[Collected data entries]
══════════════════════════════

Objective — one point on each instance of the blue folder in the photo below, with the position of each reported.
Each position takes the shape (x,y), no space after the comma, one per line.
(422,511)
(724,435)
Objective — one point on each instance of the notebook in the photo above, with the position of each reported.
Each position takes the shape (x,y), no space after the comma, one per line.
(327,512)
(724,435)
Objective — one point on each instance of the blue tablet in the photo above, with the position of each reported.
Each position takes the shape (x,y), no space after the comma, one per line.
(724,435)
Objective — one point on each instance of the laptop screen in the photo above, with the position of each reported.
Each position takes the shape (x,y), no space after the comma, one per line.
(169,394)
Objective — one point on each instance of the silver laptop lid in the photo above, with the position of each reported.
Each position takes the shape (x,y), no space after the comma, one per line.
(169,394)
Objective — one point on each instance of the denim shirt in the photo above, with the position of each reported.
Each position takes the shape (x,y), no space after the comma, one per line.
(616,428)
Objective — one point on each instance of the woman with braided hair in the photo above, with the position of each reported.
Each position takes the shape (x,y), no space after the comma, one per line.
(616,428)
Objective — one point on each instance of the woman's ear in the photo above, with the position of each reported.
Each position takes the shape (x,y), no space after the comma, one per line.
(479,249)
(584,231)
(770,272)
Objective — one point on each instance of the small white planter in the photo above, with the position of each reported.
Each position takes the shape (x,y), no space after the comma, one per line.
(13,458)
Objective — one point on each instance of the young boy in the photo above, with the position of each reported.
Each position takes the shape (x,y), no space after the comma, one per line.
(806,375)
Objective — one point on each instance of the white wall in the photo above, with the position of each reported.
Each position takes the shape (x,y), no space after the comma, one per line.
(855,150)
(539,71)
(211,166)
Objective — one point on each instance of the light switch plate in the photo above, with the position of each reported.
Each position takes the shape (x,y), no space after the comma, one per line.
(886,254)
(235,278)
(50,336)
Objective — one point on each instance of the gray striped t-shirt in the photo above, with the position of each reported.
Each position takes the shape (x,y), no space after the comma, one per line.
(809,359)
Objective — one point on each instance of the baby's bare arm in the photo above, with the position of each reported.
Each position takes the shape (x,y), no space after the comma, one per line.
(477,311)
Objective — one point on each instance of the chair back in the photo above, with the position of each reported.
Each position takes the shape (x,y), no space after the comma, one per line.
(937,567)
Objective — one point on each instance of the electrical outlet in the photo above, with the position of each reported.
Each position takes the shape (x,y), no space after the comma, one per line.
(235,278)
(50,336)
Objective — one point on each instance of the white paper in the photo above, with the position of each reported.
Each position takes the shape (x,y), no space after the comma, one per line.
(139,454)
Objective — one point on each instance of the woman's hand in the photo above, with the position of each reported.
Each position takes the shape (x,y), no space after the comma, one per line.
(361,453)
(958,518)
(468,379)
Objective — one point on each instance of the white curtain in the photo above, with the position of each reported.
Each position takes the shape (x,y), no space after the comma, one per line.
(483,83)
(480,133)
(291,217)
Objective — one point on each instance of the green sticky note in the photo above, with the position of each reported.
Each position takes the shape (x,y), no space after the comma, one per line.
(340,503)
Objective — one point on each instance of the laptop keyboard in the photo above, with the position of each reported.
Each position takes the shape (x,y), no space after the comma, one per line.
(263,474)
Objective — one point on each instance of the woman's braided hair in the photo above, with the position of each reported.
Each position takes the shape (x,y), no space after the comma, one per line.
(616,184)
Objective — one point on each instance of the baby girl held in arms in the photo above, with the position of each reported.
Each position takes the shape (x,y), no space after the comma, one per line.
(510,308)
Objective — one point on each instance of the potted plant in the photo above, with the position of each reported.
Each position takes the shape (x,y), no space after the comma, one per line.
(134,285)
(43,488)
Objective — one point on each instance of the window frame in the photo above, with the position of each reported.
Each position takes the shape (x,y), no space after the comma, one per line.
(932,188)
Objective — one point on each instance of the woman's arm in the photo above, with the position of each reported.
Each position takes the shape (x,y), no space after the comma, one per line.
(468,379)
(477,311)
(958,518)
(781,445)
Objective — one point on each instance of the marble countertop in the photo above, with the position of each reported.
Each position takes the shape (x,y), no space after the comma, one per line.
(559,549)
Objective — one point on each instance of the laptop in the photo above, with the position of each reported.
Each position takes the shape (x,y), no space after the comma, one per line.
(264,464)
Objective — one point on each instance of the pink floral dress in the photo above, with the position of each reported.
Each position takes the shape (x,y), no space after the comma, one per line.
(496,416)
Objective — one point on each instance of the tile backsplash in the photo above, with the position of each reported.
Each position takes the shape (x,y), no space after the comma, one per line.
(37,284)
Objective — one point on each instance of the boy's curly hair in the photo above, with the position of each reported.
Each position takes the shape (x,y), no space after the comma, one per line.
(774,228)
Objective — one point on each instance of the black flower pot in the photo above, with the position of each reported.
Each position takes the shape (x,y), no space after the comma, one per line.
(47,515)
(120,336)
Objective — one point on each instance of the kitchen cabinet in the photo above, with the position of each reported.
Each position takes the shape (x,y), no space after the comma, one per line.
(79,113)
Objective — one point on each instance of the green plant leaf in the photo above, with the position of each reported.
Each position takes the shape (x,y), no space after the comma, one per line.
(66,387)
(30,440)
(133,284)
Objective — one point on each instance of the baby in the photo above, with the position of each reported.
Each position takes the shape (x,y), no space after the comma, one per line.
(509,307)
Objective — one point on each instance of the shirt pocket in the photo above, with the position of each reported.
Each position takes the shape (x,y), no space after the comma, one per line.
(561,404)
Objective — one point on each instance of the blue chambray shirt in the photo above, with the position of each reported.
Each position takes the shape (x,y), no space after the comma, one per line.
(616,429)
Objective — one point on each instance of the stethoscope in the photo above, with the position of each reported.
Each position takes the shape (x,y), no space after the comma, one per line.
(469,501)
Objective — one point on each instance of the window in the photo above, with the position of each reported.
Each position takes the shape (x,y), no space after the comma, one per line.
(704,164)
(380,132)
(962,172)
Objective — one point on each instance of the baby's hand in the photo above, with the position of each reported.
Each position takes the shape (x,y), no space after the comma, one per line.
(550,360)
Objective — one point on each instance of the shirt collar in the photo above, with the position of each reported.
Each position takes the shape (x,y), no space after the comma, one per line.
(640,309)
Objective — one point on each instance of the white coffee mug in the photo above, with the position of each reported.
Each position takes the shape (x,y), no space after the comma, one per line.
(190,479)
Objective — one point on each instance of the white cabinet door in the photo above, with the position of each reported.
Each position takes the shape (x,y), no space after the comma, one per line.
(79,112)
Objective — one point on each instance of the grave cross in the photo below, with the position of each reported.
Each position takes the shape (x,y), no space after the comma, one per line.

══════════════════════════════

Every record above must be duplicated exactly.

*Solved exercise*.
Objective — one point on each instance of the blue folder in the photo below, with the position of each reported.
Each position takes the shape (x,y), no space after the comma, one per line.
(422,511)
(724,435)
Objective — one point on each instance of the notebook in the photo above, with the position of each reported.
Each position takes the shape (x,y), no space after the comma, one per line.
(327,512)
(724,435)
Objective — one point on each instance of the blue tablet in the photo above, with the position of each reported.
Each position takes the shape (x,y), no space after the comma, one per line.
(724,435)
Objective — one point on each instance of the laptop screen in the photo above, with the position of each reported.
Each position takes the shape (x,y), no space after the comma, one per line.
(169,394)
Objective — one point on each instance of the silver laptop lid in the photo above, with the position of each reported.
Each position takes the shape (x,y), no space after the comma, one per line.
(169,394)
Objective — one point on each instance of the denim shirt in the photo above, with the position of each reported.
Each position takes the shape (x,y), no space after the comma, one per line.
(616,428)
Objective — one point on each instance of the woman with braided hair in the photo above, with the position of each reported.
Each position takes the shape (x,y), no space after the comma, one per line.
(616,428)
Objective — one point on each instance of the woman's ear in the photo above, with the position of each reported.
Each position takes the shape (x,y), no space after the comma, one per line.
(479,249)
(584,231)
(770,272)
Objective — one point on each instance of the small white planter in the photo above, with the position of each reported.
Each position takes the shape (x,y), no space after the comma, one per line.
(13,458)
Objective — one point on each instance of the young boy in the photo above, with the position of each reported.
Each position takes the shape (x,y), no space after the comma, one per line.
(806,375)
Objective — one point on each instance of the white wall in the photo above, with the position of each reported.
Each position takes the shape (x,y), no space after the comma, one per line.
(855,150)
(539,71)
(211,166)
Objective — one point on each instance of the light switch plate in the photo above, with the position of each reported.
Each position takes the shape (x,y), no space after the comma, one per line.
(886,254)
(235,278)
(50,336)
Objective — one point on each instance of the gray striped t-shirt in the photo above, with the position of each reported.
Each position takes the shape (x,y), no space after the comma, one per line.
(809,359)
Objective — one point on each instance of the baby's bare arm in the photo above, with the position of each reported.
Each position takes the shape (x,y), no space after the comma, one per line.
(477,311)
Objective — one point on each instance of the chair back in the photo above, with the position of each reported.
Each position takes the shape (x,y), no space after the comma, one per line.
(937,567)
Objective — one point on each instance of the electrical outlet in the photo above, with the position of each reported.
Each position takes the shape (x,y), no space after the comma, one per line.
(235,278)
(50,336)
Objective — one point on each instance of the white paper in the photo above, with the position of each reported.
Each position takes the shape (x,y), no space after the comma, one per line.
(139,454)
Objective — one point on each instance of the woman's hand in the photo above, with the position of each reported.
Each position takes the shape (x,y), no space after the comma, one per line.
(361,453)
(958,518)
(468,379)
Objective — one point on each instance of the white curtain in the photo above, with the position of each reported.
Each position takes the shape (x,y), no space after the comma, one per line.
(483,83)
(480,133)
(291,217)
Objective — one point on each instance of the green sticky note in the photo above, with the position of each reported.
Each position takes the shape (x,y), no space after the comma, one per line.
(340,503)
Objective — one point on each instance of the laptop keyboard in the photo above, with the position of each reported.
Each position takes the shape (x,y), no space after the comma, one per line.
(263,474)
Objective — one point on each instance of the woman's braided hair in the photo above, with the position of each reported.
Each position takes the shape (x,y), no space after the comma, one per line.
(616,184)
Objective — one point on each instance of the baby girl held in arms in the photo above, with the position of each reported.
Each position takes the shape (x,y), no space after the comma, one per line.
(510,308)
Objective — one point on each instance of the potted plant in the photo above, with the position of each reported.
Each position takes the shape (x,y), no space after the comma, one per line.
(134,285)
(43,488)
Objective — one point on each instance of the window frame in the photo above, with the position of each reported.
Each position takes the shape (x,y), no space after the comma, one per line.
(932,188)
Objective — one point on each instance of the woman's arm in the photo above, with the position of each reported.
Each position takes the shape (x,y), no space after the comma, one per line.
(468,379)
(477,311)
(958,518)
(781,445)
Objective — one point on each instance of the marble countertop in the photo above, with the position of each reported.
Each position takes the shape (x,y), no space after the comma, one per line.
(559,549)
Objective — one point on each instance of the laptop in the photo above, with the position of each reported.
Each position takes the shape (x,y), no space after the comma, one per line.
(264,464)
Objective — one point on each instance of the pink floral dress in the photo above, with the position of each reported.
Each position takes the shape (x,y), no space after the comma, one per line.
(496,416)
Objective — one point on each instance of the tile backsplash in the photo above, with the position of each reported.
Each position takes the shape (x,y), no space after the comma, one per line.
(37,284)
Objective — one point on each instance of the boy's curly hair in the photo above, with the position of each reported.
Each position takes the shape (x,y), no space after the comma, one per line.
(774,228)
Objective — one point on each instance of the black flower pot in the photo above, with the position of each reported.
Each position takes the shape (x,y), no space after the comma, one per line.
(47,515)
(120,336)
Objective — one point on each instance of the kitchen cabinet in the photo above, with the position of each reported.
Each position takes the shape (x,y), no space after the comma, one per line.
(79,113)
Objective — one point on each instance of the green plant leaf in the photo above, with the position of each reported.
Each position takes the shape (x,y), no space after the comma, one per line.
(66,387)
(30,440)
(133,284)
Objective — one point on each instance of the baby in the photo above, with the position of each reported.
Each position takes the shape (x,y), no space after the comma, one per line.
(509,307)
Objective — one point on each instance of the shirt pocket in the photo above, with the position of each reported.
Each position takes the shape (x,y), no space after the comma, one per line.
(561,404)
Objective — one point on each instance of the blue chambray shirt in the photo above, with the position of each reported.
Each position takes the shape (x,y), no space after the comma, one per line.
(616,429)
Objective — one point on each instance of the stethoscope in the photo above, with the position of each reported.
Each position takes the shape (x,y), no space after the comma, one per line.
(469,501)
Objective — one point on each instance of the window in the photo above, with the position of each reported.
Each position takes the shape (x,y), no space after the comma, one per line.
(704,164)
(380,132)
(962,172)
Objective — one point on each instance of the baby's hand in the photo above, with the position of each reported.
Each position takes the shape (x,y), no space after the comma, one per line.
(550,360)
Objective — one point on each instance of the shirt collar in the photo above, with the position of each reported.
Each position takes the shape (x,y), no space after the comma, one per line.
(640,309)
Objective — one point on each instance of the white coffee mug in the photo above, with the position of each reported.
Each position takes the shape (x,y), no space after the comma, one per line.
(190,479)
Objective — one point on each instance of the white cabinet door in the photo above, with the position of each reported.
Each position takes the shape (x,y), no space after the comma, one per line.
(79,112)
Objective — one point on each instance of the grave cross in the photo below, with the position of each reported.
Each position takes the shape (x,y), no space after the comma, one per line.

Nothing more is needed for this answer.